* _TRECHO SELECIONADO_:
────────

René Geronimo Favaloro (14/7/1923 - 29/7/2000)

Enio Buffolo0

DOI: 10.1590/S0102-76382000000300001


René Geronimo Favaloro (14/7/1923 - 29/7/2000) "in memoriam"

A trágica morte de René Favaloro, ocorrida em 29 de julho de 2000, causou profunda comoção na comunidade científica cardiológica dos cinco continentes.

Sem dúvida alguma, suas contribuições constituíram a base da cardiologia moderna e a cirurgia da revascularização miocárdica, emergente na Cleveland Clinic nos últimos anos da década de 60, não poderia ter tido melhor divulgador.

Seu carisma, raciocínio lúcido e convincente abreviaram em muitos anos a consolidação desse novo e revolucionário procedimento cirúrgico. É desnecessário enfatizar os desdobramentos de progresso na cardiologia clínica e cirúrgica a partir desse fato.

Torna-se muito difícil entender o gesto extremado do suicídio praticado por uma personalidade cheia de energia, multiplicadora e irradiadora de um otimismo contagiante.

Em recentes contatos e confidências a amigos mais chegados, deixava transparecer uma profunda preocupação com o destino da Fundação que leva seu nome. Em carta confidencial (22/6/00) a um amigo (Dr. José Cláudio Escribano), manifestava seu desespero e preocupação com as dívidas da Fundação e, mais do que tudo, o descaso ao atendimento de suas solicitações. Destacamos alguns trechos dessa carta, nas linhas abaixo.

────────

* _REGISTROS FORNECIDOS_:
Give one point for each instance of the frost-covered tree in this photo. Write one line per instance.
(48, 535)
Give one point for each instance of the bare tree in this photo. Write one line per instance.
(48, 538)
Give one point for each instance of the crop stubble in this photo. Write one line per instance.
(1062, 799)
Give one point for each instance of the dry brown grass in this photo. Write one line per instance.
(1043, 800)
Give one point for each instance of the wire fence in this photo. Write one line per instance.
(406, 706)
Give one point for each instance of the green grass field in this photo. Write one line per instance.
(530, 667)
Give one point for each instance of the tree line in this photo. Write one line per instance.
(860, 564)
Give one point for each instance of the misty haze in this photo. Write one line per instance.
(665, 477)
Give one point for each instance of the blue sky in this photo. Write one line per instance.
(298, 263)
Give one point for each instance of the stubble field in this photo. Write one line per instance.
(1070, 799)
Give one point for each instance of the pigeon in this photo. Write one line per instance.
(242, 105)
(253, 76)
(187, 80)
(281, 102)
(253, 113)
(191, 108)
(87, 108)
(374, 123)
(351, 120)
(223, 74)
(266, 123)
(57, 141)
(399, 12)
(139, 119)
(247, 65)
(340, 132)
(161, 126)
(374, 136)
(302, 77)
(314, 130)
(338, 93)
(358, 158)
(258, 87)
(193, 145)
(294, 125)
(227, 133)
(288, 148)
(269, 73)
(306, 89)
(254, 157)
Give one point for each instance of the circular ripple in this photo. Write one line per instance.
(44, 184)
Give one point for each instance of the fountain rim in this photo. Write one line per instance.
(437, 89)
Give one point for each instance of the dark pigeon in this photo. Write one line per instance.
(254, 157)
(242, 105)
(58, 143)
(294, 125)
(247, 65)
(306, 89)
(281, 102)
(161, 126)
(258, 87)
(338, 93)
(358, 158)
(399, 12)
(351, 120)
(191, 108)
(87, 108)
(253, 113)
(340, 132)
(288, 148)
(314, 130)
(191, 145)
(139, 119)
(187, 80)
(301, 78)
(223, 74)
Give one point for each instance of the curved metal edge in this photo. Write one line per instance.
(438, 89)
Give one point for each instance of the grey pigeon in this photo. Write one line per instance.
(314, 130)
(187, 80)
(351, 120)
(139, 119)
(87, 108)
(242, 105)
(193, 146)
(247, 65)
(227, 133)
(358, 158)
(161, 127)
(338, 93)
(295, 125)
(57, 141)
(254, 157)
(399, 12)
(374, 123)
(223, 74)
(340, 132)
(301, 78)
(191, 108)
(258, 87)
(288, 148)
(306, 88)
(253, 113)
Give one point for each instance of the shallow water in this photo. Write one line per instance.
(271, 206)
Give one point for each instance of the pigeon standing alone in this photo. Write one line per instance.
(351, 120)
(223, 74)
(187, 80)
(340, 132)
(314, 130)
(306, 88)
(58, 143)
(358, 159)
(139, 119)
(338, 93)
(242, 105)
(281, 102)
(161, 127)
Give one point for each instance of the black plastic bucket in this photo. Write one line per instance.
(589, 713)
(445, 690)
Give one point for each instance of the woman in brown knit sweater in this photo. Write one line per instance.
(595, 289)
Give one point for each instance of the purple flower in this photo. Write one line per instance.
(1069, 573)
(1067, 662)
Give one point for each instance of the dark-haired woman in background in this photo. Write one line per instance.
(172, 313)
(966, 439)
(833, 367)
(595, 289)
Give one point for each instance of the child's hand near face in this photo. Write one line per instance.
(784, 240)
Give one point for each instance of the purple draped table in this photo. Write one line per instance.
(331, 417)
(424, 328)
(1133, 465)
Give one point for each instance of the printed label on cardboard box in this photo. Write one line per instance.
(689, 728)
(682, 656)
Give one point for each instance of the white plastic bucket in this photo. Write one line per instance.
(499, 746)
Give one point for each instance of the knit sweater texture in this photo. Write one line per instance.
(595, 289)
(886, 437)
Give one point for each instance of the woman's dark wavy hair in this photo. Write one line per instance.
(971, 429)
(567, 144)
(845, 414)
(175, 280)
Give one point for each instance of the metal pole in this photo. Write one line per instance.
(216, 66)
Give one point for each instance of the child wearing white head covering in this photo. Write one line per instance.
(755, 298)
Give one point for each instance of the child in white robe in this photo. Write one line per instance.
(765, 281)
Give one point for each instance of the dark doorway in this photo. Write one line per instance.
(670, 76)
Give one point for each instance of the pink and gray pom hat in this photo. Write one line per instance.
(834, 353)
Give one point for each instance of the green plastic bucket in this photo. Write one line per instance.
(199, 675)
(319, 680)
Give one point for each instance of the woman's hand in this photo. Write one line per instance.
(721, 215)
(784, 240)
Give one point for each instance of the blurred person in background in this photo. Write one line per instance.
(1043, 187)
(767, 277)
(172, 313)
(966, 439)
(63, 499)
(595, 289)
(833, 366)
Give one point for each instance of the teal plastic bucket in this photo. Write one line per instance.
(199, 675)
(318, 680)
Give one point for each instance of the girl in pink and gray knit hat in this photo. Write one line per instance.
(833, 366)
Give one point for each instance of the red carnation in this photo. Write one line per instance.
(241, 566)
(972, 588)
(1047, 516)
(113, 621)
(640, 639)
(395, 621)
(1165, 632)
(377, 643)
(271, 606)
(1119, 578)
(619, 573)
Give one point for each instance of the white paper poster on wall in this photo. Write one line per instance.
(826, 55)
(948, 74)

────────

* _EXERCÍCIOS PROPOSTOS_:
A - Cite o texto sobre René Favaloro entre "DOI: 10.1590/S0102-76382000000300001" e "um otimismo contagiante.", inclusive, sem alterar nenhuma palavra.
B - Continue o texto sobre René Favaloro a partir da última frase apresentada.

* _RESULTADOS DO EXERCÍCIO_:
A -
DOI: 10.1590/S0102-76382000000300001


René Geronimo Favaloro (14/7/1923 - 29/7/2000) "in memoriam"

A trágica morte de René Favaloro, ocorrida em 29 de julho de 2000, causou profunda comoção na comunidade científica cardiológica dos cinco continentes.

Sem dúvida alguma, suas contribuições constituíram a base da cardiologia moderna e a cirurgia da revascularização miocárdica, emergente na Cleveland Clinic nos últimos anos da década de 60, não poderia ter tido melhor divulgador.

Seu carisma, raciocínio lúcido e convincente abreviaram em muitos anos a consolidação desse novo e revolucionário procedimento cirúrgico. É desnecessário enfatizar os desdobramentos de progresso na cardiologia clínica e cirúrgica a partir desse fato.

Torna-se muito difícil entender o gesto extremado do suicídio praticado por uma personalidade cheia de energia, multiplicadora e irradiadora de um otimismo contagiante.

B -
"Estou passando por um dos momentos mais difíceis de minha vida, a Fundação tem graves problemas econômico-financeiros, como tudo mais que ocorre em nosso país... Nos preocupa cada vez mais uma dívida de 18 milhões de dólares e torna-se cada vez mais difícil manter nosso trabalho. Freqüentemente um empregado da baixa hierarquia no Governo não se digna a responder um chamado... Nos últimos tempos me transformei em um mendigo, com a tarefa de bater às portas, na tentativa de coletar algum dinheiro que possa manter nossas atividades. Não vivo de homenagens, que são momentos efêmeros, mas das pequenas coisas da vida e da satisfação maior de ser útil aos meus semelhantes".

A análise dos sentimentos contidos nessa carta permitem supor que, além da indiscutível preocupação com o destino da Fundação, que se confundia com sua existência, havia um profundo vazio existencial. Sentia-se só e abandonado e em seu íntimo julgava faltar apoio incondicional nesta etapa de sua vida.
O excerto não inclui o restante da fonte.